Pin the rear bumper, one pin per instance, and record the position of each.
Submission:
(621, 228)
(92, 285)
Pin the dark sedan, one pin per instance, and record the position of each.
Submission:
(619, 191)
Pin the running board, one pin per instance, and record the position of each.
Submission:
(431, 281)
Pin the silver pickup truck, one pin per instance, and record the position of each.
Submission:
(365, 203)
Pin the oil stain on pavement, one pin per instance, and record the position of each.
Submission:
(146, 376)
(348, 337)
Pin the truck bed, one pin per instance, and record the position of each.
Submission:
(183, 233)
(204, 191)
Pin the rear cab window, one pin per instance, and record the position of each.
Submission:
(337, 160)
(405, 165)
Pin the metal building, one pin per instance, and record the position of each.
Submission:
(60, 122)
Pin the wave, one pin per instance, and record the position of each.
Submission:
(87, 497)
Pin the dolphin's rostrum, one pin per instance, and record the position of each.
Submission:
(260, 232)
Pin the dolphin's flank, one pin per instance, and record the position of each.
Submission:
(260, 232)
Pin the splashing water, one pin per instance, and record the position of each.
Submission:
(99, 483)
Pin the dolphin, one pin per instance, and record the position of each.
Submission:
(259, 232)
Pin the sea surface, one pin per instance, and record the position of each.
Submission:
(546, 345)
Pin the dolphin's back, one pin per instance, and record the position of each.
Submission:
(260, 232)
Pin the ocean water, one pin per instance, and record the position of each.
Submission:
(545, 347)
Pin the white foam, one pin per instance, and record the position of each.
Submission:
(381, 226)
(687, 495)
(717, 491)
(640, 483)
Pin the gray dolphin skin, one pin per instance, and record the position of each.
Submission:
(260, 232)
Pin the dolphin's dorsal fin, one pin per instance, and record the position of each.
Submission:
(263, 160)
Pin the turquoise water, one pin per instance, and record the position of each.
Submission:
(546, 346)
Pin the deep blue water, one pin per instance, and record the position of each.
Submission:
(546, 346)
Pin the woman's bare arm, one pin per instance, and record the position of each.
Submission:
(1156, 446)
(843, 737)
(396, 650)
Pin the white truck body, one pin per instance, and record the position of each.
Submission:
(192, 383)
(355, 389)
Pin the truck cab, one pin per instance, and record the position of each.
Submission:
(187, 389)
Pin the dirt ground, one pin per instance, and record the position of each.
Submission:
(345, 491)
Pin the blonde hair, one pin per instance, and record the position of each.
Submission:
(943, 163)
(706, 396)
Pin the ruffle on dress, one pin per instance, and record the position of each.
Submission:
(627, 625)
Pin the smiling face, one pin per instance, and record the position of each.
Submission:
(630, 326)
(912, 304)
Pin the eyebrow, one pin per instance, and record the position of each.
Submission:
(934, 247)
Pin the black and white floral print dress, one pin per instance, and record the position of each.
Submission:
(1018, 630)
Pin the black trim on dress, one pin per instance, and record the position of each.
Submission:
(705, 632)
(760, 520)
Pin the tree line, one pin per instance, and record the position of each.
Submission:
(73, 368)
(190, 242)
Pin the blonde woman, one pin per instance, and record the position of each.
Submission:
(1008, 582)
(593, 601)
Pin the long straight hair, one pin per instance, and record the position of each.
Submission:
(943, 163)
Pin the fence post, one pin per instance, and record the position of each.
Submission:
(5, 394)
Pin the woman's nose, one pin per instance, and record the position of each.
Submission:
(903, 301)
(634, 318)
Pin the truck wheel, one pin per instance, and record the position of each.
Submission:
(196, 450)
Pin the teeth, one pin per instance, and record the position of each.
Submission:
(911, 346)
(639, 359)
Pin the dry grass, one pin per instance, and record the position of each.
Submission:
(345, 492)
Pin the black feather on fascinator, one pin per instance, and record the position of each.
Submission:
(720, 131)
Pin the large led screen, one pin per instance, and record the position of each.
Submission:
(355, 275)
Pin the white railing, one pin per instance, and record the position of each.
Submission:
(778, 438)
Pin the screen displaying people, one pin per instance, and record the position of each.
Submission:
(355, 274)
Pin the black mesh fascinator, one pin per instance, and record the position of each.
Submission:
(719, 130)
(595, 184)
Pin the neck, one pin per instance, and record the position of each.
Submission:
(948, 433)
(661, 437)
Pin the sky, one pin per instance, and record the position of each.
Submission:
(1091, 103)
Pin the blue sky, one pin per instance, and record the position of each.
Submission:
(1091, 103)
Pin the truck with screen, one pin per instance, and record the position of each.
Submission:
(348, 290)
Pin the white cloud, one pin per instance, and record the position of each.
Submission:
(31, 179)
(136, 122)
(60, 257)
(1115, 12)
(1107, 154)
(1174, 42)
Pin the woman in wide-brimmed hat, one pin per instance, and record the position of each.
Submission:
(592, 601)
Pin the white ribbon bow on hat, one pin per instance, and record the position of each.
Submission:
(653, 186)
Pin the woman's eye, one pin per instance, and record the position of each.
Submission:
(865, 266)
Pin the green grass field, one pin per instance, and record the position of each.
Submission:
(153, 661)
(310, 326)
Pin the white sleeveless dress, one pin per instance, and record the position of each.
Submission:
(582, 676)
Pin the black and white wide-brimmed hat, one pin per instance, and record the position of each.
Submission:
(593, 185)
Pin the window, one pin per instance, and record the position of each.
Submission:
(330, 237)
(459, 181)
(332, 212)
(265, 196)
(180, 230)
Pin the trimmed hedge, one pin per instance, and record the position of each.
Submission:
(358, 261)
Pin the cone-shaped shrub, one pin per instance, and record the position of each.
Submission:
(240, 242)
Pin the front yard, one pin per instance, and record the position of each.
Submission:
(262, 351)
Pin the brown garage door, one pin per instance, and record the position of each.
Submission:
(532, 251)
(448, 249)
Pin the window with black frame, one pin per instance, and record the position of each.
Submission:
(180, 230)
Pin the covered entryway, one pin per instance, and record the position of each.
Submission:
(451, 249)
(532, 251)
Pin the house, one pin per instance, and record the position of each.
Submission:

■ **WHAT NEEDS TO BE DONE**
Convert the lines above into a Markdown table with the columns Row and Line, numbering each row and leaving out blank lines.

■ **RESPONSE TO THE EXERCISE**
| Row | Line |
|---|---|
| 1 | Pin the rear bumper, one pin per instance, and record the position of each. |
| 2 | Submission: |
| 3 | (621, 228) |
| 4 | (92, 285) |
| 5 | Pin the dark sedan, one pin per instance, and record the position of each. |
| 6 | Submission: |
| 7 | (619, 191) |
| 8 | Pin the running board, one pin per instance, and record the position of each. |
| 9 | Submission: |
| 10 | (431, 281) |
| 11 | Pin the silver pickup truck, one pin per instance, and record the position of each. |
| 12 | Submission: |
| 13 | (365, 203) |
| 14 | Pin the oil stain on pavement, one pin per instance, and record the position of each. |
| 15 | Submission: |
| 16 | (146, 376) |
| 17 | (348, 337) |
| 18 | Pin the truck bed, one pin per instance, and record the position of each. |
| 19 | Submission: |
| 20 | (183, 233) |
| 21 | (204, 191) |
| 22 | Pin the rear cab window, one pin per instance, and record the position of each. |
| 23 | Submission: |
| 24 | (337, 160) |
| 25 | (405, 165) |
| 26 | Pin the metal building, one pin per instance, and record the position of each. |
| 27 | Submission: |
| 28 | (60, 122) |
| 29 | Pin the wave, one pin per instance, and record the position of each. |
| 30 | Submission: |
| 31 | (87, 497) |
| 32 | Pin the dolphin's rostrum, one pin per instance, and record the position of each. |
| 33 | Submission: |
| 34 | (260, 232) |
| 35 | Pin the dolphin's flank, one pin per instance, and record the position of each. |
| 36 | Submission: |
| 37 | (260, 232) |
| 38 | Pin the splashing water, one pin per instance, and record the position of each. |
| 39 | Submission: |
| 40 | (99, 483) |
| 41 | Pin the dolphin, one pin per instance, and record the position of each. |
| 42 | Submission: |
| 43 | (259, 232) |
| 44 | Pin the sea surface, one pin per instance, and record the position of each. |
| 45 | Submission: |
| 46 | (546, 345) |
| 47 | Pin the dolphin's back, one pin per instance, and record the position of each. |
| 48 | Submission: |
| 49 | (260, 232) |
| 50 | Pin the ocean water, one pin per instance, and record the position of each. |
| 51 | Submission: |
| 52 | (545, 347) |
| 53 | Pin the white foam, one pin per instance, and record the position of each. |
| 54 | Submission: |
| 55 | (381, 226) |
| 56 | (687, 495) |
| 57 | (717, 491) |
| 58 | (640, 483) |
| 59 | Pin the gray dolphin skin, one pin per instance, and record the position of each. |
| 60 | Submission: |
| 61 | (260, 232) |
| 62 | Pin the dolphin's dorsal fin, one pin per instance, and record the position of each. |
| 63 | Submission: |
| 64 | (263, 160) |
| 65 | Pin the turquoise water, one pin per instance, and record the position of each. |
| 66 | Submission: |
| 67 | (546, 346) |
| 68 | Pin the deep blue water, one pin per instance, and record the position of each. |
| 69 | Submission: |
| 70 | (546, 346) |
| 71 | Pin the woman's bare arm, one pin per instance, and record the position of each. |
| 72 | Submission: |
| 73 | (1156, 446) |
| 74 | (843, 737) |
| 75 | (396, 650) |
| 76 | Pin the white truck body, one pin per instance, and record the position of each. |
| 77 | Submission: |
| 78 | (192, 383) |
| 79 | (355, 389) |
| 80 | Pin the truck cab, one pin per instance, and record the position of each. |
| 81 | Submission: |
| 82 | (187, 389) |
| 83 | Pin the dirt ground, one pin per instance, and record the position of each. |
| 84 | Submission: |
| 85 | (345, 491) |
| 86 | Pin the blonde hair, one pin per instance, and record the position of each. |
| 87 | Submission: |
| 88 | (943, 163) |
| 89 | (706, 396) |
| 90 | Pin the ruffle on dress, one pin per instance, and record the position of each. |
| 91 | Submission: |
| 92 | (627, 625) |
| 93 | Pin the smiling face, one pin per instance, and record the position of each. |
| 94 | Submission: |
| 95 | (630, 326) |
| 96 | (912, 304) |
| 97 | Pin the eyebrow, one pin per instance, and record the position of each. |
| 98 | Submission: |
| 99 | (934, 247) |
| 100 | Pin the black and white floral print dress, one pin per instance, and record the position of each. |
| 101 | Submission: |
| 102 | (1018, 630) |
| 103 | Pin the black trim on dress, one pin per instance, and record the position of each. |
| 104 | Submission: |
| 105 | (705, 632) |
| 106 | (760, 520) |
| 107 | Pin the tree line, one pin per instance, and record the position of each. |
| 108 | Submission: |
| 109 | (73, 368) |
| 110 | (190, 242) |
| 111 | Pin the blonde woman, one pin per instance, and record the position of each. |
| 112 | Submission: |
| 113 | (1008, 582) |
| 114 | (593, 601) |
| 115 | Pin the long straight hair, one pin per instance, and record the position of each. |
| 116 | Submission: |
| 117 | (943, 163) |
| 118 | Pin the fence post, one pin per instance, and record the position of each. |
| 119 | Submission: |
| 120 | (5, 394) |
| 121 | Pin the woman's nose, one pin per instance, and record the position of each. |
| 122 | Submission: |
| 123 | (903, 301) |
| 124 | (634, 318) |
| 125 | Pin the truck wheel, one pin per instance, and record the position of each. |
| 126 | Submission: |
| 127 | (196, 450) |
| 128 | Pin the teeth, one pin per instance, and record the position of each. |
| 129 | Submission: |
| 130 | (911, 346) |
| 131 | (639, 359) |
| 132 | Pin the dry grass, one pin per instance, and record the position of each. |
| 133 | Submission: |
| 134 | (345, 492) |
| 135 | Pin the black feather on fascinator, one pin per instance, and record the position of each. |
| 136 | Submission: |
| 137 | (720, 131) |
| 138 | Pin the large led screen, one pin per instance, and record the position of each. |
| 139 | Submission: |
| 140 | (355, 275) |
| 141 | Pin the white railing, one pin per instance, and record the position of each. |
| 142 | Submission: |
| 143 | (778, 438) |
| 144 | Pin the screen displaying people, one pin per instance, and record the position of each. |
| 145 | Submission: |
| 146 | (355, 274) |
| 147 | Pin the black mesh fascinator, one pin per instance, and record the position of each. |
| 148 | Submission: |
| 149 | (719, 130) |
| 150 | (595, 184) |
| 151 | Pin the neck, one pin per instance, and record the position of each. |
| 152 | Submission: |
| 153 | (948, 433) |
| 154 | (661, 437) |
| 155 | Pin the sky, one pin per instance, and record the position of each. |
| 156 | Submission: |
| 157 | (1091, 103) |
| 158 | Pin the blue sky, one pin per instance, and record the position of each. |
| 159 | Submission: |
| 160 | (1091, 103) |
| 161 | Pin the truck with screen, one pin per instance, and record the position of each. |
| 162 | Submission: |
| 163 | (348, 290) |
| 164 | Pin the white cloud, one pin per instance, and record the position of each. |
| 165 | Submission: |
| 166 | (31, 179) |
| 167 | (136, 122) |
| 168 | (60, 257) |
| 169 | (1115, 12) |
| 170 | (1107, 154) |
| 171 | (1174, 42) |
| 172 | Pin the woman in wide-brimmed hat, one pin per instance, and record the position of each. |
| 173 | Submission: |
| 174 | (592, 601) |
| 175 | Pin the white ribbon bow on hat, one pin per instance, and record the position of each. |
| 176 | Submission: |
| 177 | (653, 186) |
| 178 | Pin the woman's eye, one pin per instance, and record the position of each. |
| 179 | Submission: |
| 180 | (865, 266) |
| 181 | Pin the green grass field, one pin per instance, and record the position of each. |
| 182 | Submission: |
| 183 | (153, 661) |
| 184 | (310, 326) |
| 185 | Pin the white sleeveless dress, one pin per instance, and record the position of each. |
| 186 | Submission: |
| 187 | (582, 676) |
| 188 | Pin the black and white wide-brimmed hat, one pin per instance, and record the position of each. |
| 189 | Submission: |
| 190 | (593, 185) |
| 191 | Pin the window, one pin per instance, and record the position of each. |
| 192 | Submission: |
| 193 | (330, 237) |
| 194 | (459, 181) |
| 195 | (332, 212) |
| 196 | (265, 196) |
| 197 | (180, 230) |
| 198 | Pin the trimmed hedge, one pin per instance, and record the position of each. |
| 199 | Submission: |
| 200 | (358, 261) |
| 201 | Pin the cone-shaped shrub, one pin per instance, and record the position of each. |
| 202 | Submission: |
| 203 | (240, 242) |
| 204 | Pin the front yard, one pin per instance, and record the position of each. |
| 205 | Submission: |
| 206 | (262, 351) |
| 207 | Pin the brown garage door, one pin per instance, and record the position of each. |
| 208 | Submission: |
| 209 | (532, 251) |
| 210 | (448, 249) |
| 211 | Pin the window with black frame, one pin per instance, and record the position of each. |
| 212 | Submission: |
| 213 | (180, 230) |
| 214 | Pin the covered entryway, one pin per instance, and record the position of each. |
| 215 | Submission: |
| 216 | (451, 249) |
| 217 | (532, 251) |
| 218 | Pin the house, one pin per instance, and record the position of each. |
| 219 | Submission: |